*PROMPT:* Set down the whole listing verbatim.

----

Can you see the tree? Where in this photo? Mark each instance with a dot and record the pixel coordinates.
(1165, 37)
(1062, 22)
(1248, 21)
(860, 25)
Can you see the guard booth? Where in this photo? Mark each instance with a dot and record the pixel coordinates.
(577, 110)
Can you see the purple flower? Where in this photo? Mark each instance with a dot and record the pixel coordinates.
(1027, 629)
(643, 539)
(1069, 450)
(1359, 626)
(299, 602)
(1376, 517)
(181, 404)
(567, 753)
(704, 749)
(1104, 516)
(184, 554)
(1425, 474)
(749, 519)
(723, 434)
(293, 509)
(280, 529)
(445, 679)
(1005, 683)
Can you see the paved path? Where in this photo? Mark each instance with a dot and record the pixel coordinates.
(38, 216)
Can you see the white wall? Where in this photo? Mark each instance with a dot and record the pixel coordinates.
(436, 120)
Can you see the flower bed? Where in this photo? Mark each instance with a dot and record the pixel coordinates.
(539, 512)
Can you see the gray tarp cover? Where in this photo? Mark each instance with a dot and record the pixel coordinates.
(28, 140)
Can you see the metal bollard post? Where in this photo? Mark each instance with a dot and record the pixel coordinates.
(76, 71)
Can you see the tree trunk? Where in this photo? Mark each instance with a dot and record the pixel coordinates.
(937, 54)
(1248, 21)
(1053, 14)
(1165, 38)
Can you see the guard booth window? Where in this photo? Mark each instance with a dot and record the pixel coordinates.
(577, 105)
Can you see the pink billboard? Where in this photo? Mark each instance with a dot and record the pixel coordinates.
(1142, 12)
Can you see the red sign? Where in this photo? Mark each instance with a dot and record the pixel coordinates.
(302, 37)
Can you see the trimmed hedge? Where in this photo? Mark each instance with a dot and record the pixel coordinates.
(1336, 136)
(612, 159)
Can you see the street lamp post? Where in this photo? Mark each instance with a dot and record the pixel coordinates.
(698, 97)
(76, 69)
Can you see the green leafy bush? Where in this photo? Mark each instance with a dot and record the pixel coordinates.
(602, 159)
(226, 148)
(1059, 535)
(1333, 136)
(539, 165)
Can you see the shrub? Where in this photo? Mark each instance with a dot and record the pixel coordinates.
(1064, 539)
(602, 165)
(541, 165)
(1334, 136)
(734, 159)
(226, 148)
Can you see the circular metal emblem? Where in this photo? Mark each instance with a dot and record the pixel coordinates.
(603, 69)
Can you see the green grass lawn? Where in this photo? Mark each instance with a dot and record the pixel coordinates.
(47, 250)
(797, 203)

----

*ANSWER BELOW:*
Can you see the tree? Where in this photo? Mark each instance with a dot and record the pixel coordinates.
(1165, 37)
(1062, 22)
(1248, 21)
(860, 25)
Can you see the guard booth? Where in this photo? Mark each instance with a dot and record the pixel coordinates.
(577, 110)
Can you see the purple flower? Where in this photo? Mark each instance with a dot and record the pixel coordinates.
(1027, 629)
(643, 539)
(1069, 450)
(1359, 626)
(299, 602)
(1376, 517)
(181, 404)
(567, 753)
(704, 749)
(1104, 516)
(184, 554)
(1425, 474)
(749, 519)
(723, 434)
(293, 509)
(280, 529)
(445, 679)
(1005, 683)
Can you see the paved path? Where in this photo? Mark each instance with a dot and record the pixel coordinates.
(38, 216)
Can you see the white wall? Where in this photo? Mark each instance with a dot and record the pixel coordinates.
(436, 120)
Can you see the flower bed? Where in this photo? Mark each instance with a dot and record the pixel coordinates.
(539, 512)
Can you see the gray tarp cover? Where in this photo? Mark each instance with a dot and record the pixel coordinates.
(28, 140)
Can you see the metal bollard post? Where in this photo? Mark each instance with a dot and record the pixel coordinates.
(76, 71)
Can you see the tree trunk? Where in this photo? Mark each instance with a dot and record the pixel coordinates.
(937, 54)
(1248, 21)
(1053, 14)
(1165, 38)
Can you see the guard booth window? Where in this photo? Mark each instance with a dot and record the pixel coordinates.
(577, 105)
Can you see the pink billboard? Where in this photo? Mark each instance with a dot and record the pixel coordinates.
(1142, 12)
Can you see the red sign? Where in this photo? Mark each instance with a dot and record the pixel coordinates.
(302, 37)
Can you see the trimmed hedge? Where in this photo? Mark each instance with a dot and record the pixel coordinates.
(1336, 136)
(612, 159)
Can you see the street lamp post? Where in this photo? Mark each instance with a dot and record the pixel coordinates.
(698, 97)
(76, 69)
Can you see the green leafy bush? Where in this photo? Mark each instance with a dot and record the pixel coordinates.
(602, 159)
(226, 148)
(1059, 535)
(1333, 136)
(539, 165)
Can you see the shrub? Where in this photo? Mark each instance with a dot and record the pixel coordinates.
(1064, 539)
(602, 165)
(541, 165)
(1334, 136)
(734, 159)
(226, 148)
Can you see the circular metal emblem? Where in this photo? Mark each instance with a dot and record the pixel coordinates.
(603, 69)
Can you see the green grass lawn? Where in this photo? Mark each instance with a dot and record the pixel coordinates.
(47, 250)
(797, 203)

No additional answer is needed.